What you have to do. According to the forum reply below, why would a 500-core system not process a single 100k listen queue instantly? Answer in one to three sentences.

*** Opening of Document text ***

Re: sysctl kern.ipc.somaxconn limit 65535 why?

From: Chuck Swiger <cswiger_at_mac.com> Date: Wed, 04 Jan 2012 15:24:28 -0800 · This archive was generated by hypermail 2.4.0 : Wed May 19 2021 - 11:40:22 UTC

Hi--

On Jan 4, 2012, at 2:23 PM, Dan The Man wrote:
>> It is not arbitrary.  Systems ought to provide sensible limits, which can be adjusted if needed and appropriate.  The fact that a system might have 50,000 file descriptors globally available does not mean that it would be OK for any random process to consume half of them, even if there is still adequate room left for other tasks.  It's common for "ulimit -n" to be set to 256 or 1024.
> 
> Sensibly limits means a sensible stock default, not imposing an OS limit on what admin/developer can set on his own hardware.

In point of fact, protocols like TCP/IP impose limits on what is possible.  It is in fact the job of the OS to say "no" when a developer asks for a TTL of a million via setsockopt(), because RFC-791 limits the maximum value of the "time to live" field to 255.

> With the new IBM developments underway of 16 core atom processors and hundreds of gigabytes of memory, surely a backlog of 100k is manageable. Or what about the future of 500 core systems with a terrabyte of memory, 100k listen queue could be processed instantly.

Um.  I gather you don't have much background in operating system design or massively parallelized systems?

Due to locking constraints imposed by whatever synchronization mechanism and communications topology is employed between cores, you simply cannot just add more processors to a system and expect it to go faster in a linear fashion.  Having 500 cores contending over a single queue is almost certain to result in horrible performance.  Even though the problem of a bunch of independent requests is "embarrassingly parallelizeable", you do that by partitioning the queue into multiple pieces that are fed to different groups or pools of processors to minimize contention over a single data structure.

>> Yes.  If the system doesn't handle connectivity problems via something like exponential backoff, then the weak point is poor software design and not FreeBSD being unwilling to set the socket listen queue to a value in the hundreds of thousands.
> 
> I think what me and Arnaud are trying to say here, is let freebsd use a sensible default value, but let the admin dictate the actual policy if he so chooses to change it for stress testing, future proofing or anything else.

*** Close of Document text ***
*** Opening of Extracted information ***

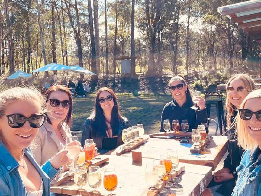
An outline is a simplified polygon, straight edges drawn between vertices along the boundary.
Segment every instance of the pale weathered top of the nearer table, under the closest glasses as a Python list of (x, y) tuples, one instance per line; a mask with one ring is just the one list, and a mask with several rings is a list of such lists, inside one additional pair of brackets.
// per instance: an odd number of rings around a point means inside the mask
[[(135, 164), (130, 157), (111, 155), (109, 163), (105, 163), (102, 170), (102, 176), (105, 168), (113, 167), (116, 169), (118, 177), (118, 186), (113, 191), (116, 196), (140, 196), (140, 195), (155, 195), (148, 193), (149, 186), (145, 181), (145, 168), (147, 163), (152, 163), (153, 160), (143, 158), (142, 164)], [(101, 165), (102, 166), (102, 165)], [(179, 184), (183, 186), (183, 196), (199, 196), (206, 188), (212, 179), (212, 168), (201, 165), (192, 165), (180, 163), (179, 167), (185, 166), (185, 172), (182, 172), (179, 177)], [(64, 184), (69, 185), (69, 184)], [(70, 185), (73, 185), (71, 181)], [(89, 185), (84, 186), (85, 189), (91, 191)], [(89, 193), (89, 196), (108, 195), (108, 191), (102, 185), (97, 189), (100, 194)], [(63, 196), (65, 194), (52, 194)], [(85, 194), (84, 194), (85, 195)]]

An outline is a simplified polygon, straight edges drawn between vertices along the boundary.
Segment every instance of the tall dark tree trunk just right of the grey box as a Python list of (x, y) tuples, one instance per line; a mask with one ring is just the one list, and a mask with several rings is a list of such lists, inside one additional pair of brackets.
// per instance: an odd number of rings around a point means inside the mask
[(130, 40), (130, 47), (131, 47), (131, 75), (136, 75), (136, 64), (135, 64), (135, 40), (134, 40), (134, 13), (135, 13), (135, 0), (131, 0), (131, 40)]

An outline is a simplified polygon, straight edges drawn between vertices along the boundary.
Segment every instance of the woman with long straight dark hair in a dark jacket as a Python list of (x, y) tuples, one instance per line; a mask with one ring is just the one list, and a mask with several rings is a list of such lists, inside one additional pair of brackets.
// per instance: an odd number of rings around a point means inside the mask
[(121, 132), (128, 125), (128, 119), (120, 114), (115, 93), (110, 88), (100, 88), (96, 95), (95, 108), (83, 126), (82, 146), (85, 145), (85, 139), (92, 138), (100, 153), (114, 149), (123, 144)]

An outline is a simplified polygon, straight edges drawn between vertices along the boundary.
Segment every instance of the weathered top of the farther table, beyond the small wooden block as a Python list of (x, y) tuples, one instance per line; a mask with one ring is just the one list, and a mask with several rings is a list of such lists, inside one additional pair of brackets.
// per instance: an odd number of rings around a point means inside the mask
[[(180, 162), (210, 166), (214, 170), (227, 152), (227, 136), (210, 136), (210, 138), (210, 142), (207, 145), (207, 151), (210, 153), (204, 154), (204, 158), (191, 155), (189, 147), (180, 145), (179, 141), (174, 139), (149, 138), (145, 144), (140, 145), (134, 150), (141, 151), (142, 158), (159, 158), (161, 154), (166, 154), (168, 150), (177, 150)], [(190, 144), (193, 144), (191, 139), (189, 141)], [(109, 151), (106, 154), (114, 155), (116, 152), (117, 149)], [(131, 157), (131, 153), (127, 152), (121, 156)]]

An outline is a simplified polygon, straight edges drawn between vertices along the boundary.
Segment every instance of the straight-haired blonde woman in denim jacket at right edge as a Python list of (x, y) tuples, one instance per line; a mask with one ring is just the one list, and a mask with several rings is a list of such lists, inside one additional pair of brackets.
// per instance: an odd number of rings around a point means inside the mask
[(238, 144), (246, 151), (237, 167), (237, 184), (231, 196), (261, 195), (261, 90), (243, 100), (235, 122)]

*** Close of Extracted information ***

Answer for the task. The way cores synchronize and communicate imposes locking constraints, so adding processors does not make a system faster in a linear fashion. That means 500 cores contending over one queue would almost certainly perform horribly. Independent requests are instead parallelized by partitioning the queue into multiple pieces fed to different groups of processors, which minimizes contention over a single data structure.